### What to produce
Your answer is the lines from the one that has "Where can the balcony" through the last line of the records below, retyped exactly and alone.

[Items from a dataset]
*** Block opens ***

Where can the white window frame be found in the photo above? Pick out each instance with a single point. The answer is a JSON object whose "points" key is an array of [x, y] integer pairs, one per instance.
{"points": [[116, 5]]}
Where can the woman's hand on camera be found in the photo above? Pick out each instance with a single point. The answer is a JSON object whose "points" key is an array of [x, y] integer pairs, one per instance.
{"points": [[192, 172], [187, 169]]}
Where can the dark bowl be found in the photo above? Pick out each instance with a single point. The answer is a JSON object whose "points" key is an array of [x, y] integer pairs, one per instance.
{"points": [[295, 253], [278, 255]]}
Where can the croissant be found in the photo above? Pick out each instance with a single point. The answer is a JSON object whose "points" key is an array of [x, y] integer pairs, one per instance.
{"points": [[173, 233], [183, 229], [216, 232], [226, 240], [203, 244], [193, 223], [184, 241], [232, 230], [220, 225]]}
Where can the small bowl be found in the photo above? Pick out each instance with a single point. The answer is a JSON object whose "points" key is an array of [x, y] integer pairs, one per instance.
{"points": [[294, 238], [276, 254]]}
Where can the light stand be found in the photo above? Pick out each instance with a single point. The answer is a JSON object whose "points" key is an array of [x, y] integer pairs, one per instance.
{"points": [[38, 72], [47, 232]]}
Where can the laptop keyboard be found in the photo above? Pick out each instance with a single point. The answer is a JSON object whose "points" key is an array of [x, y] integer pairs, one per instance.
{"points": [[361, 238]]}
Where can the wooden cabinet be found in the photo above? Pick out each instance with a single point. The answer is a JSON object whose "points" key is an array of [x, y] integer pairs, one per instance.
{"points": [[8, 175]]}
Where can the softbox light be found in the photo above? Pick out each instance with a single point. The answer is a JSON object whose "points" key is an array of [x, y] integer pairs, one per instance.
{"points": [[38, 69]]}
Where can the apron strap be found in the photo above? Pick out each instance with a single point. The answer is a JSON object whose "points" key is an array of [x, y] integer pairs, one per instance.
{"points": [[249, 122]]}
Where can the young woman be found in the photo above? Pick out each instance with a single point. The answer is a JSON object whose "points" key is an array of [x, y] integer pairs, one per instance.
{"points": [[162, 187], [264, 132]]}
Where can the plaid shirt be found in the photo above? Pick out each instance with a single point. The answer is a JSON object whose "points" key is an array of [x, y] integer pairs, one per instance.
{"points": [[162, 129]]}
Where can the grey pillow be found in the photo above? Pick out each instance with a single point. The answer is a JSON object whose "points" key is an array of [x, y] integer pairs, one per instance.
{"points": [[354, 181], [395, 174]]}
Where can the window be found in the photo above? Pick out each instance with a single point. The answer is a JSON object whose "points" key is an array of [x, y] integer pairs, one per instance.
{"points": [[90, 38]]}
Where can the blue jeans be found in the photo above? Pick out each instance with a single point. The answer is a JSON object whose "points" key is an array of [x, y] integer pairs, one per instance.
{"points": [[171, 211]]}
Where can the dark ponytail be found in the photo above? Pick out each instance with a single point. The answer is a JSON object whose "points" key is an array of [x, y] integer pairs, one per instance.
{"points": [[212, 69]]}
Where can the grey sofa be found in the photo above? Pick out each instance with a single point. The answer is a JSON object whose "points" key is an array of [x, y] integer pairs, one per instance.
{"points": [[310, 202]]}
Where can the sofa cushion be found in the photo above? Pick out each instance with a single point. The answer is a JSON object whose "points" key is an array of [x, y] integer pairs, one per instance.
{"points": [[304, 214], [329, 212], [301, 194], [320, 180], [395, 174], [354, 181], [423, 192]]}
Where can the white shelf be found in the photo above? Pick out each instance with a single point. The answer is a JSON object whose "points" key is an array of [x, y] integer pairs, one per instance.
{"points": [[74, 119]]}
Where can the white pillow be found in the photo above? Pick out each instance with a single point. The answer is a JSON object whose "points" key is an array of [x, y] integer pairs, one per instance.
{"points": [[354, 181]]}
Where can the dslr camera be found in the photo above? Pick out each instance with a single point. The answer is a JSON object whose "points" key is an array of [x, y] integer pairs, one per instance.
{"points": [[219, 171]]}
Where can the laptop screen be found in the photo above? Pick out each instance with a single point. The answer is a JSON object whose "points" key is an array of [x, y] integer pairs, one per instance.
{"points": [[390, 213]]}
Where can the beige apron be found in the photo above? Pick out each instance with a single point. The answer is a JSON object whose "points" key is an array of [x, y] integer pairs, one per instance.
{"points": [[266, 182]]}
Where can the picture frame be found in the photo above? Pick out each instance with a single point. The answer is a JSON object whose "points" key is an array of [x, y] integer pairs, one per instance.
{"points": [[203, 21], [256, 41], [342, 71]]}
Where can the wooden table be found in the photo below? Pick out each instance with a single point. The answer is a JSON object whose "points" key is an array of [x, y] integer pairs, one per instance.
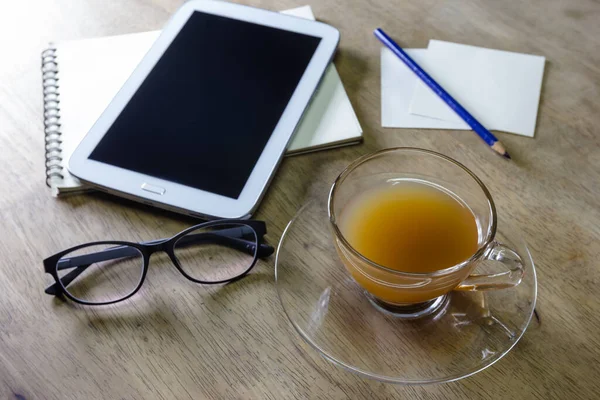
{"points": [[180, 340]]}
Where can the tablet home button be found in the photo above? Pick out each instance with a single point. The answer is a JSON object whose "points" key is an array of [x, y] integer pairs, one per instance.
{"points": [[153, 189]]}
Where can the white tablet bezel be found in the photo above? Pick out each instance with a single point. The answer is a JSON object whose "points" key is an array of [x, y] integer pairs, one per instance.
{"points": [[184, 198]]}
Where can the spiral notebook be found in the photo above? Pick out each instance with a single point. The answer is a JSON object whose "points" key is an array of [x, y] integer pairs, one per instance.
{"points": [[80, 78]]}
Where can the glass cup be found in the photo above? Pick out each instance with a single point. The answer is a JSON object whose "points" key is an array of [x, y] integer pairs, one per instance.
{"points": [[410, 294]]}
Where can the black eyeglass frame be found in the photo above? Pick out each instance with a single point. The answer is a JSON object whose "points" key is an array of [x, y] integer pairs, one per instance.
{"points": [[231, 237]]}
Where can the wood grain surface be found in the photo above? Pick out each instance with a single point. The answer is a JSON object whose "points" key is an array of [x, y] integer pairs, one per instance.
{"points": [[176, 339]]}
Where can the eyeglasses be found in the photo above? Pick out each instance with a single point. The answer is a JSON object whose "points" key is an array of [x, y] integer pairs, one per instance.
{"points": [[107, 272]]}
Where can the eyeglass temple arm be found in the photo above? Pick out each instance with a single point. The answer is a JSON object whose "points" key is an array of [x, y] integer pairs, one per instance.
{"points": [[228, 237]]}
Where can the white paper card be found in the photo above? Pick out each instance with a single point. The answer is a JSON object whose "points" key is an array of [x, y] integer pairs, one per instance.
{"points": [[398, 84], [501, 89]]}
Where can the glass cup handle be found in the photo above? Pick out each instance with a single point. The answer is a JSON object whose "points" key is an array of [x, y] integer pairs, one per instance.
{"points": [[501, 280]]}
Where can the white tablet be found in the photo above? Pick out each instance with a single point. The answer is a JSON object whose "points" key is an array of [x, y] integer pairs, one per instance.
{"points": [[202, 123]]}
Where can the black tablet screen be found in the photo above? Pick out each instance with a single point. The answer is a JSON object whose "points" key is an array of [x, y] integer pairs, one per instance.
{"points": [[205, 112]]}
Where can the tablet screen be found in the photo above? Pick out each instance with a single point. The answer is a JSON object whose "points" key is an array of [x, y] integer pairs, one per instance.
{"points": [[205, 112]]}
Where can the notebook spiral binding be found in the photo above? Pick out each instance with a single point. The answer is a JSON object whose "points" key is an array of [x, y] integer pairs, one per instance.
{"points": [[51, 116]]}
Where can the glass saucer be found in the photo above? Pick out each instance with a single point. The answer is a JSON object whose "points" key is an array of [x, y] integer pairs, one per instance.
{"points": [[332, 313]]}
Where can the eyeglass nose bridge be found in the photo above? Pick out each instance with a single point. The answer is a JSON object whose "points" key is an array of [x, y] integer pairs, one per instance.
{"points": [[157, 246]]}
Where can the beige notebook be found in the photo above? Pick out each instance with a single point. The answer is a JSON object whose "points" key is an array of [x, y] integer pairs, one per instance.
{"points": [[81, 77]]}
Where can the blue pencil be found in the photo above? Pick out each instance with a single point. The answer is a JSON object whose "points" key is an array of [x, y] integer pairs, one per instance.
{"points": [[483, 133]]}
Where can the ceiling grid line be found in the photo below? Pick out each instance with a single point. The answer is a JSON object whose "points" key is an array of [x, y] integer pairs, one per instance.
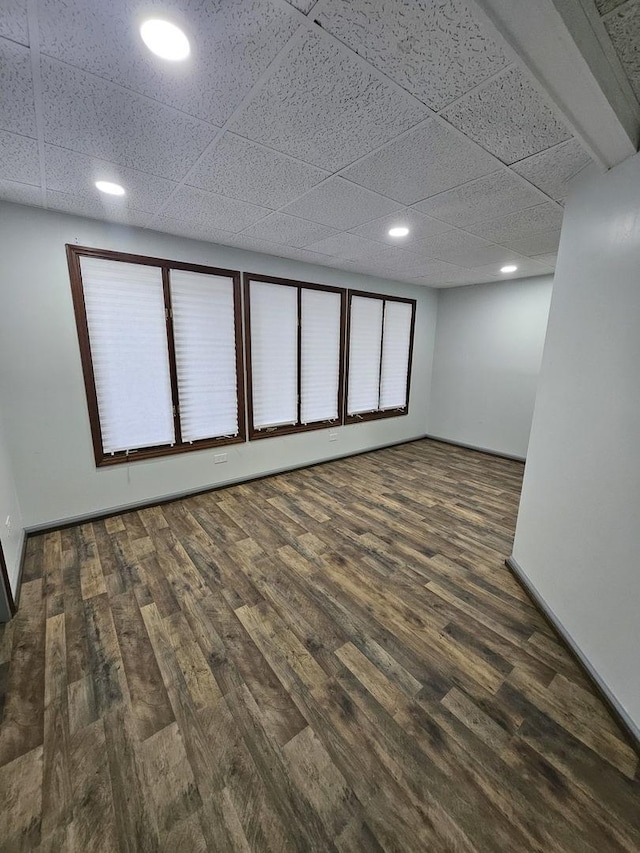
{"points": [[257, 86], [289, 170], [36, 74]]}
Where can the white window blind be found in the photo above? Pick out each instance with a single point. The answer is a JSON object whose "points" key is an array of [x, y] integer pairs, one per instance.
{"points": [[128, 337], [205, 348], [396, 341], [365, 340], [274, 354], [320, 355]]}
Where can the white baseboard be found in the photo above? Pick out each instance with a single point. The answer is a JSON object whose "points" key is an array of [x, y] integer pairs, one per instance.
{"points": [[603, 688], [476, 447]]}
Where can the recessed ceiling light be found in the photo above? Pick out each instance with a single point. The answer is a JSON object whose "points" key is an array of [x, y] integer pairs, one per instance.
{"points": [[109, 188], [165, 39]]}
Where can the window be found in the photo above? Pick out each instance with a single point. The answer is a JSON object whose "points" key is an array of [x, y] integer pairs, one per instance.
{"points": [[161, 354], [380, 336], [295, 347]]}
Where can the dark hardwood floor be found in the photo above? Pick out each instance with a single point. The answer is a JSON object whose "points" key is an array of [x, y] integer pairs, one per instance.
{"points": [[330, 659]]}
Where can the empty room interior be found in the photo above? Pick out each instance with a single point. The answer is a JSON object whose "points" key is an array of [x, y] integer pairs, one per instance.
{"points": [[319, 421]]}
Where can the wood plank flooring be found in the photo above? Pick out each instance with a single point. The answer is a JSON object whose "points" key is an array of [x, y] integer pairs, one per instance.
{"points": [[334, 659]]}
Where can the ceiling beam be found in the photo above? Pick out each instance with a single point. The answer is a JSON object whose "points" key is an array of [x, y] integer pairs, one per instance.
{"points": [[564, 46]]}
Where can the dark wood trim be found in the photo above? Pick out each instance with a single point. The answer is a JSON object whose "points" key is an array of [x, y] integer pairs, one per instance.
{"points": [[292, 282], [99, 516], [77, 294], [144, 260], [384, 317], [247, 346], [5, 578], [166, 450], [290, 429], [23, 552], [299, 359], [567, 641], [387, 413], [74, 253], [171, 348], [240, 376]]}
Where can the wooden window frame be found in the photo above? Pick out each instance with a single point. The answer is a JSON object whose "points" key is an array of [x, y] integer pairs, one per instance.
{"points": [[74, 253], [388, 413], [290, 429]]}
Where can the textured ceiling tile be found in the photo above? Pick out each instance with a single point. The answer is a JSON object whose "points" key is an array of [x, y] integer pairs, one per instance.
{"points": [[423, 162], [341, 204], [290, 230], [244, 170], [192, 231], [304, 5], [549, 260], [322, 106], [460, 248], [17, 111], [552, 170], [526, 267], [605, 6], [346, 246], [73, 173], [486, 198], [624, 30], [437, 51], [19, 159], [212, 211], [88, 115], [20, 193], [395, 259], [508, 117], [13, 20], [112, 211], [419, 225], [231, 45], [542, 243], [519, 225]]}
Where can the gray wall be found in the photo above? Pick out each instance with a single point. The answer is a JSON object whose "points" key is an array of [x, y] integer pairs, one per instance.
{"points": [[10, 537], [42, 387], [578, 532], [489, 342]]}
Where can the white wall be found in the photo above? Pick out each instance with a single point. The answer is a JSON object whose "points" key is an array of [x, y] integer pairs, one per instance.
{"points": [[43, 392], [10, 537], [489, 342], [578, 532]]}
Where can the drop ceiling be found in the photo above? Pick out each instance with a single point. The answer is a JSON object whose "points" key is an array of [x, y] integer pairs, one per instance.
{"points": [[304, 130]]}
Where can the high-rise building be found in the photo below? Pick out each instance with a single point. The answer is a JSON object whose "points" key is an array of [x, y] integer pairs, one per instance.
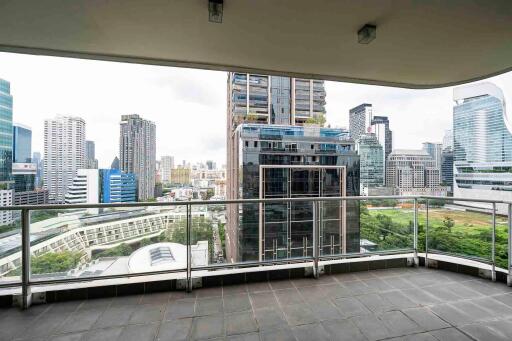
{"points": [[64, 154], [435, 151], [371, 157], [117, 186], [21, 143], [24, 176], [286, 162], [166, 165], [448, 139], [90, 155], [447, 168], [360, 119], [137, 150], [380, 127], [6, 135], [85, 188], [413, 172], [38, 161], [115, 163], [482, 149]]}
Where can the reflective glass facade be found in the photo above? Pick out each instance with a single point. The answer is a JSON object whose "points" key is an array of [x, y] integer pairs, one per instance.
{"points": [[287, 162], [22, 144], [5, 131]]}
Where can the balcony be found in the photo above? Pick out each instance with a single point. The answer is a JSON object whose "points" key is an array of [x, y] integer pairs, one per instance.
{"points": [[395, 284]]}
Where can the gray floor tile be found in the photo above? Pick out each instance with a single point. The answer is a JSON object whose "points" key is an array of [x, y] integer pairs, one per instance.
{"points": [[376, 303], [288, 296], [298, 314], [449, 334], [175, 330], [263, 300], [209, 306], [399, 324], [115, 316], [148, 313], [372, 327], [270, 318], [236, 303], [240, 323], [350, 306], [180, 309], [308, 332], [79, 321], [207, 327], [284, 334], [244, 337], [425, 318], [481, 332], [138, 332], [103, 334], [343, 330]]}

*** Block closes ***

### Result of the task
Where can the balcony be found in the photo above? Pick out each instance with a single point. The answer is a JSON object whose "points" key is an array of [x, y] integer pairs, one per instance.
{"points": [[395, 284]]}
Where can the gray floor tile be found in the photo above? Pick out each instance with a single point. The answer is a JSON object whose "points" key is an array of [x, y] integer pairs, one per instance.
{"points": [[376, 303], [288, 296], [298, 314], [449, 334], [175, 330], [263, 300], [209, 306], [399, 324], [115, 316], [148, 313], [372, 327], [270, 318], [236, 303], [240, 323], [350, 306], [180, 309], [308, 332], [79, 321], [207, 327], [284, 334], [244, 337], [425, 318], [481, 332], [138, 332], [103, 334], [343, 330]]}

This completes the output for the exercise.